- PROBLEM REQUIREMENTS:
Below is a listing; copy all of it exactly.

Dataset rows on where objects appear
==*==

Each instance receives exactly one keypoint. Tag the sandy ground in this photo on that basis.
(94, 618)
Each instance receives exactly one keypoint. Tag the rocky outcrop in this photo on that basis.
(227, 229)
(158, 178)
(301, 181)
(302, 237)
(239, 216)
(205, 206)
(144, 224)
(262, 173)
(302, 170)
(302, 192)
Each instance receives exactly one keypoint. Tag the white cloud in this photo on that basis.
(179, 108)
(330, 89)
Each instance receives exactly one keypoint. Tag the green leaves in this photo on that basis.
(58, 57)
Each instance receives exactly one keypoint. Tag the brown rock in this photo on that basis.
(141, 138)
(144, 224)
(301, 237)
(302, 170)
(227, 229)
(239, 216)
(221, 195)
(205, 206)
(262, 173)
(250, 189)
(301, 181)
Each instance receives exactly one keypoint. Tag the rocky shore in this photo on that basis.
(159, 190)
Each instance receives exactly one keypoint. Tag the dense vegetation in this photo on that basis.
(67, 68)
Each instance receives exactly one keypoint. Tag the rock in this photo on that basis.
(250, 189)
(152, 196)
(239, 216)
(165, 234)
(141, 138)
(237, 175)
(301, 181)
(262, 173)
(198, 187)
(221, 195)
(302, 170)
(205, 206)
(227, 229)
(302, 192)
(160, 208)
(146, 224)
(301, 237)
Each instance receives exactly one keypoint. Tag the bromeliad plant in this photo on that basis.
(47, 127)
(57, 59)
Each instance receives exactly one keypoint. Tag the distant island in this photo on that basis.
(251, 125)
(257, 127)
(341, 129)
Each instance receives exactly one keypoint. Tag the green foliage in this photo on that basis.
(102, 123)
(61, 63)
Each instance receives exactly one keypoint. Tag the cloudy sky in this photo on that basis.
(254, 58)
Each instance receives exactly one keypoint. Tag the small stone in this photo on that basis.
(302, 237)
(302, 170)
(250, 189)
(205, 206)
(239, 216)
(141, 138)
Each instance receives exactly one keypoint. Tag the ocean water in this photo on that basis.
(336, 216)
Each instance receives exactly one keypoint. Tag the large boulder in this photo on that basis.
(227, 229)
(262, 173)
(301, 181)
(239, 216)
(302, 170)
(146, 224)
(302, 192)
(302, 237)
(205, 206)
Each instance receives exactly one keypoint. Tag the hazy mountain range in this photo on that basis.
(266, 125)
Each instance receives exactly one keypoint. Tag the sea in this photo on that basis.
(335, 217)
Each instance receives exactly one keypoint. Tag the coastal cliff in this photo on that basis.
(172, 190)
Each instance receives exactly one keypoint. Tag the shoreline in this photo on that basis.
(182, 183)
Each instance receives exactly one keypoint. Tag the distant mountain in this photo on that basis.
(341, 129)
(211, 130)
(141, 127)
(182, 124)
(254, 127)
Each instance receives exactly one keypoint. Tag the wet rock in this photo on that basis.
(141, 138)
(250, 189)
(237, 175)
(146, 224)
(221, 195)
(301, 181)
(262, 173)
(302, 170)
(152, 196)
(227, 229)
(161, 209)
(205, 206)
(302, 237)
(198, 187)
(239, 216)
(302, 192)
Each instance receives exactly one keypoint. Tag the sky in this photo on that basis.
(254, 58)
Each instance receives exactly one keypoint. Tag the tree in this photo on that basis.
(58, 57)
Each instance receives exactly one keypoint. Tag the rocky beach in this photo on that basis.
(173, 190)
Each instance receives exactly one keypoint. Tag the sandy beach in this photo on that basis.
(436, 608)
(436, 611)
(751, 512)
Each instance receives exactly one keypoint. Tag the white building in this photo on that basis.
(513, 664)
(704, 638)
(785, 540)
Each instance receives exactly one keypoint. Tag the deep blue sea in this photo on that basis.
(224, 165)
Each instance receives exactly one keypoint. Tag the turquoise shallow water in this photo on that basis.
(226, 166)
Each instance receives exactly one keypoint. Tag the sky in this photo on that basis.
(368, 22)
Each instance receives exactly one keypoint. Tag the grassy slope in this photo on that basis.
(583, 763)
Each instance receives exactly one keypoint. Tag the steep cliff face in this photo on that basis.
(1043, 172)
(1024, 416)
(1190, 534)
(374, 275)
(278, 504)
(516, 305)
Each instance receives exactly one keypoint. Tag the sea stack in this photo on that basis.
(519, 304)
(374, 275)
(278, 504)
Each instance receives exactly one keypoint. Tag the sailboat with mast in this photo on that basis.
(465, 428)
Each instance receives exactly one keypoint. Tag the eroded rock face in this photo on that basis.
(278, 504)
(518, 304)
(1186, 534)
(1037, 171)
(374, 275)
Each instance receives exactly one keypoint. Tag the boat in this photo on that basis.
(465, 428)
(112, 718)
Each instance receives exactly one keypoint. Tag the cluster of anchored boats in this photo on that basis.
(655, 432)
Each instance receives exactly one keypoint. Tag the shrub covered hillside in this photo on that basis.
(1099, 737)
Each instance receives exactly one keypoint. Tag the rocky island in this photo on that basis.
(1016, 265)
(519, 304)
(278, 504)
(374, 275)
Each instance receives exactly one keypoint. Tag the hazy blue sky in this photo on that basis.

==*==

- RESULT OF THIS EXERCISE:
Each instance receives exactly one keypoint. Tag the sandy ground in this photo on that basis.
(94, 618)
Each instance receives exactly one keypoint. Tag the rocky outcrop in this photo on that basis.
(227, 229)
(158, 178)
(301, 181)
(302, 237)
(239, 216)
(205, 206)
(144, 224)
(262, 173)
(302, 170)
(302, 192)
Each instance receives exactly one keypoint. Tag the white cloud in this photo on that basis.
(179, 108)
(330, 89)
Each instance receives exactly one keypoint. Tag the green leaves in this photo on that basis.
(58, 57)
Each instance receives exactly one keypoint. Tag the brown rock in this photo on that basis.
(141, 138)
(144, 224)
(301, 237)
(302, 170)
(227, 229)
(239, 216)
(221, 195)
(205, 206)
(262, 173)
(250, 189)
(301, 181)
Each instance receives exactly one keypoint. Tag the rocky shore in this photo on that basis.
(159, 190)
Each instance receives exactly one keypoint. Tag the dense vegetation in this photo on that basis.
(67, 68)
Each instance receives exactly one keypoint. Tag the rock in this photo on that basis.
(250, 189)
(152, 196)
(239, 216)
(165, 234)
(141, 138)
(237, 175)
(301, 181)
(262, 173)
(198, 187)
(221, 195)
(302, 170)
(205, 206)
(227, 229)
(302, 192)
(160, 208)
(146, 224)
(301, 237)
Each instance receives exactly one keypoint. Tag the bromeliad plant in this photo on that basis.
(47, 127)
(57, 59)
Each instance receives exactly one keypoint. Tag the distant island in this photo on that basis.
(251, 125)
(257, 127)
(341, 129)
Each instance receives exactly one keypoint. Tag the green foliage in this photo on that basis.
(102, 123)
(61, 63)
Each instance receives exactly one keypoint. Tag the cloudy sky in this photo on that basis.
(254, 58)
Each instance receives exactly one keypoint. Tag the small stone in this photo on that basis.
(302, 237)
(302, 170)
(250, 189)
(205, 206)
(239, 216)
(141, 138)
Each instance receives exactly one keypoint. Tag the ocean water in this photo on that basis.
(336, 216)
Each instance receives exactly one keypoint. Tag the large boulder in this photo on that basis.
(227, 229)
(262, 173)
(301, 181)
(239, 216)
(302, 170)
(146, 224)
(302, 192)
(302, 237)
(205, 206)
Each instance receives exactly one keypoint. Tag the hazy mountain range in this photo on that basis.
(266, 125)
Each instance receives exactly one keypoint. Tag the sea in this photo on that basis.
(335, 217)
Each instance receives exactly one keypoint. Tag the coastal cliff in this photo on that basis.
(172, 190)
Each instance receives exactly one keypoint. Tag the shoreline in this photo on that basis.
(182, 183)
Each instance receives exactly one keypoint. Tag the distant mountain in this photo on that basis.
(341, 129)
(211, 130)
(141, 127)
(182, 124)
(254, 127)
Each instance receives exactly one keypoint. Tag the wet rock in this photo on that basis.
(141, 138)
(250, 189)
(237, 175)
(146, 224)
(221, 195)
(301, 181)
(262, 173)
(302, 170)
(152, 196)
(227, 229)
(161, 209)
(205, 206)
(302, 237)
(198, 187)
(239, 216)
(302, 192)
Each instance receives exactly one keypoint. Tag the sky in this photo on that basis.
(254, 58)
Each instance receives exactly one keypoint. Tag the tree in this photo on that basis.
(58, 57)
Each instance receives exactly one keypoint. Tag the rocky beach in this photo on that basis.
(173, 190)
Each instance receives exactly one keypoint. Tag the sandy beach in this photo on that basis.
(436, 608)
(436, 611)
(751, 512)
Each instance receives exactly one keypoint. Tag the white building in this photo on that basis.
(513, 664)
(704, 638)
(785, 540)
Each instance receives exactly one keypoint. Tag the deep blue sea in this photo on that basis.
(224, 165)
Each instance receives exactly one keypoint. Tag the turquoise shallow water in this photo on that basis.
(226, 166)
Each instance receives exactly one keypoint. Tag the sky in this photo on that basis.
(368, 22)
Each instance receives exactly one keypoint. Tag the grassy slope in this photo on that basis.
(583, 763)
Each instance receives exactly one keypoint. Tag the steep cliff face in this photo on that basis.
(1043, 172)
(1024, 416)
(1190, 534)
(374, 275)
(278, 504)
(516, 305)
Each instance receives exactly one keypoint. Tag the sea stack in this photo on that basis.
(519, 304)
(374, 275)
(278, 504)
Each instance receives exactly one keypoint. Tag the sailboat with mast in this photo on that basis.
(465, 428)
Each instance receives exactly one keypoint. Tag the eroded rock face in this photo on that basis.
(278, 504)
(518, 304)
(1186, 534)
(1037, 171)
(374, 275)
Each instance receives exactly one keypoint. Tag the boat in this photo on that basis.
(465, 428)
(112, 718)
Each instance receives exactly one keypoint. Tag the cluster of anchored boats in this photo on that basis.
(655, 432)
Each instance receives exactly one keypoint. Tag the shrub covered hillside in this photo on that basis.
(1099, 737)
Each instance receives exactly one keypoint. Tag the rocky island in this photo on that basis.
(1016, 265)
(519, 304)
(278, 504)
(374, 275)
Each instance receives exactly one keypoint. Tag the hazy blue sky in this photo on that basis.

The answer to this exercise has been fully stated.